In the opinion piece on personal challenges and public policies, what must a prime minister impose in areas where everything is chaos? List every item.

• **Text excerpt**:
▼▼▼
OPINION

Personal challenges and public policies

Personal challenges and public policies

It’s been a difficult summer. Citizens feel angry and insecure. They wonder: “If this technocrat prime minister can’t do it, who can?” Kyriakos Mitsotakis insists on “taking it upon himself” and talks about personal challenges. However, you set personal challenges only when you are sure that each part of the state is working correctly and only if everyone below has also set similar challenges, from the minister to the station master of the railway network and the officer of the police or the Fire Service.

As a prime minister you can appoint a minister to a crucial post only if you would entrust him with the management of a business, and hospital administrators should not just be someone’s close friend. You must impose procedures, training and discipline in areas where everything is chaos. You can also instill in ministers, government officials and civil servants the concept of collective challenges that concern everyone. And the notion that everyone equally shares the successes and the failures. Finally, you can prohibit lawmakers, ministers, bishops or other actors from calling to appoint “a friend” to the leadership of the police or any other crucial body. But that’s about it.

The truth is, Greece is a strange country. The profound inadequacy of the state leads to all sorts of absurdities. I have seen prime ministers having to deal with a missing part of the pipe that carried the water to the island of Kastellorizo or calling a civil service department head at night, at his home, to free a struggling investor from the red tape. But we’re not going far like that. Neither micromanagement works effectively, nor the addition of more staff between the prime minister’s office and the bowels of the Greek state.
▲▲▲
• **Dataset records**:
▼▼▼
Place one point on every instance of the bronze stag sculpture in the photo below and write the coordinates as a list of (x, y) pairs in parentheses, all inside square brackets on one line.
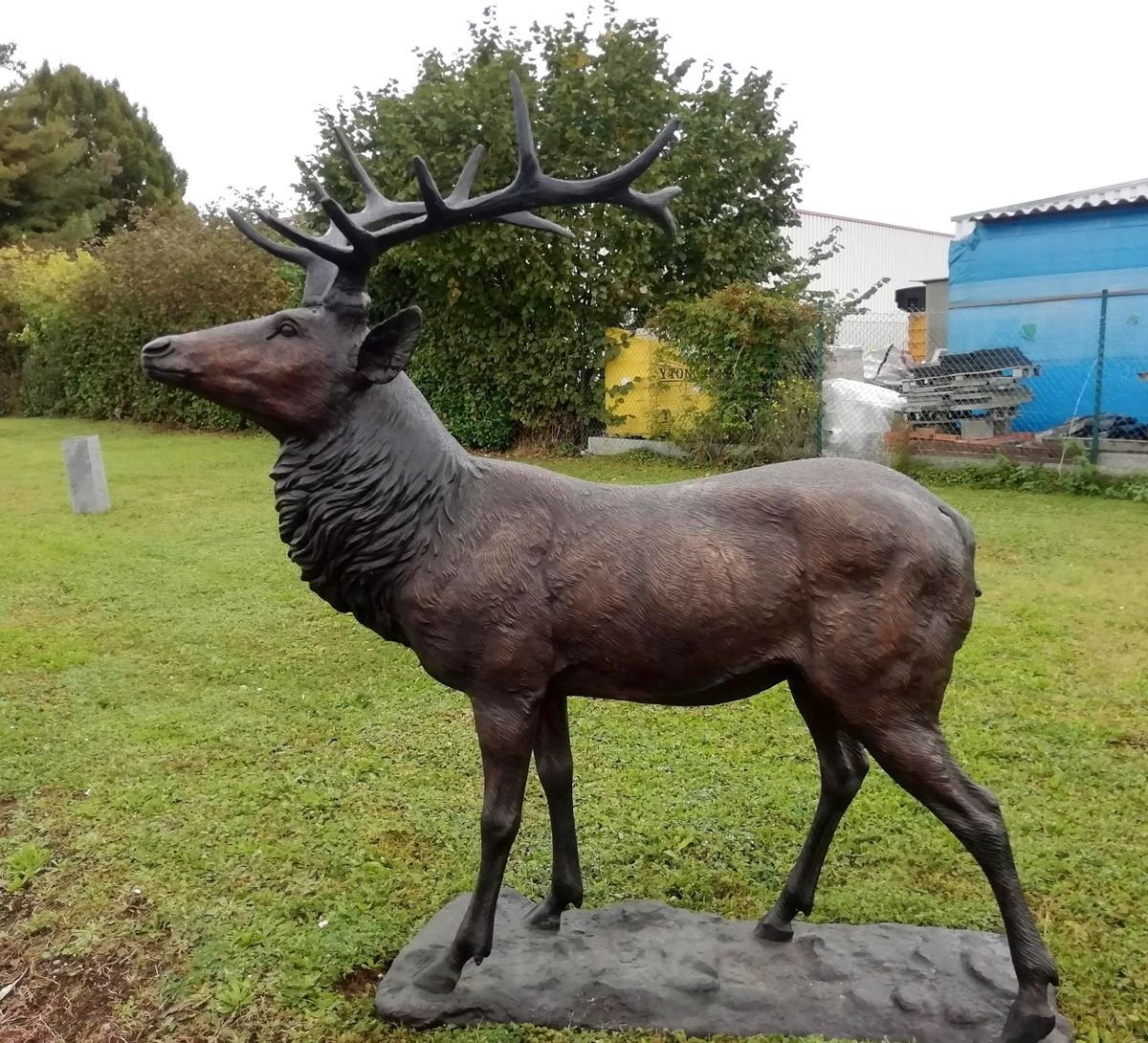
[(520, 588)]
▲▲▲
▼▼▼
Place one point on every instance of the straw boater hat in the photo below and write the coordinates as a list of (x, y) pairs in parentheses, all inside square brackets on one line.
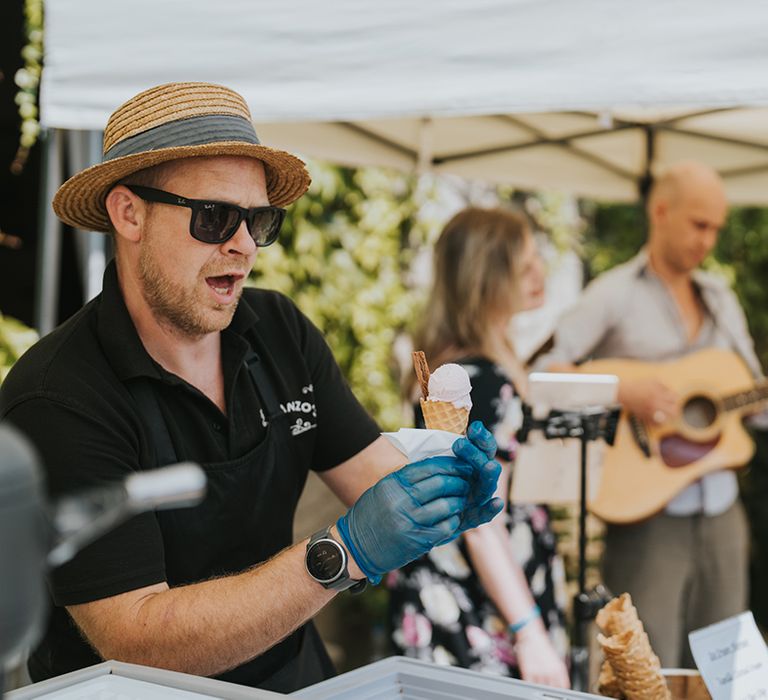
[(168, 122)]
▲▲▲
• **Task result**:
- Procedures
- Training
- Discipline